Section du document →
───

Et le sentiment de culpabilité ?
Parfois on me demande si je « culpabilise ». Après tout, c’est moi qui prenais ce traitement.
Eh bien non. Je l’avoue.
Je ne suis ni responsable, et encore moins coupable. Je n’ai pas choisi de prendre de la dépakine. On me l’a prescrit. Sans me préciser les risques. Des risques qui n’étaient évoqués nulle part. Peut-être dans le VIDAL, mais s’il y a beaucoup de livres chez moi, le vidal n’est pas dans ma bibliothèque.
Je ne suis pas coupable, parce que, si j’avais su qu’il y avait le moindre risque, je ne l’aurais pas pris (ni le risque ni le traitement).

───

Extrait des données →
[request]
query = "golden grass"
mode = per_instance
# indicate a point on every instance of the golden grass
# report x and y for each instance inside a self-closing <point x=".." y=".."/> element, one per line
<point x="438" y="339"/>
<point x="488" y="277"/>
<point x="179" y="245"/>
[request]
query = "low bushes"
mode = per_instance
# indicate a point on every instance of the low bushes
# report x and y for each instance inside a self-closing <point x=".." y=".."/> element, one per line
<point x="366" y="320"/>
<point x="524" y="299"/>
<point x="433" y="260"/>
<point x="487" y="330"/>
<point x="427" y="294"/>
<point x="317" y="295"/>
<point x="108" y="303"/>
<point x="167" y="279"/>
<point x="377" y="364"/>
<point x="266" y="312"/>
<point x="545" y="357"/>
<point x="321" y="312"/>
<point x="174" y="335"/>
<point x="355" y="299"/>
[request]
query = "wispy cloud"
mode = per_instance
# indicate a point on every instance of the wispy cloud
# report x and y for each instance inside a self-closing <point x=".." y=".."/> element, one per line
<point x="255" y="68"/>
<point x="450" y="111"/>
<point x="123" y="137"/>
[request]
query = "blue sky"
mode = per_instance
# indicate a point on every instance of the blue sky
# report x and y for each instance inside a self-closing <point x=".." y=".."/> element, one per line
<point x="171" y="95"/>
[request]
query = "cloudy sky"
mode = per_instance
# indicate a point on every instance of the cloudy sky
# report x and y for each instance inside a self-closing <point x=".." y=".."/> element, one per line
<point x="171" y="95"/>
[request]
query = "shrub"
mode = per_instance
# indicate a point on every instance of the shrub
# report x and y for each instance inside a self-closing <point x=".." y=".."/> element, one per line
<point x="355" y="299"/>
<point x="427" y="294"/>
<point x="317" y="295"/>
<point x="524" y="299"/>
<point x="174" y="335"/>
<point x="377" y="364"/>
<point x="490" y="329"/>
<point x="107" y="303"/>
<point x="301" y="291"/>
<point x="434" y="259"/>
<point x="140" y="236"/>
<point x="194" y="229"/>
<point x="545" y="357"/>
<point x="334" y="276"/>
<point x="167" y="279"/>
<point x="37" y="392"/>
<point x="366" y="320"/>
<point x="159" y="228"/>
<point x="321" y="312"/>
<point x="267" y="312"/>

───

Objectif de l'exercice → Recopiez intégralement et à l'identique la section du document consacrée au sentiment de culpabilité.

Corrigé →
Et le sentiment de culpabilité ?
Parfois on me demande si je « culpabilise ». Après tout, c’est moi qui prenais ce traitement.
Eh bien non. Je l’avoue.
Je ne suis ni responsable, et encore moins coupable. Je n’ai pas choisi de prendre de la dépakine. On me l’a prescrit. Sans me préciser les risques. Des risques qui n’étaient évoqués nulle part. Peut-être dans le VIDAL, mais s’il y a beaucoup de livres chez moi, le vidal n’est pas dans ma bibliothèque.
Je ne suis pas coupable, parce que, si j’avais su qu’il y avait le moindre risque, je ne l’aurais pas pris (ni le risque ni le traitement).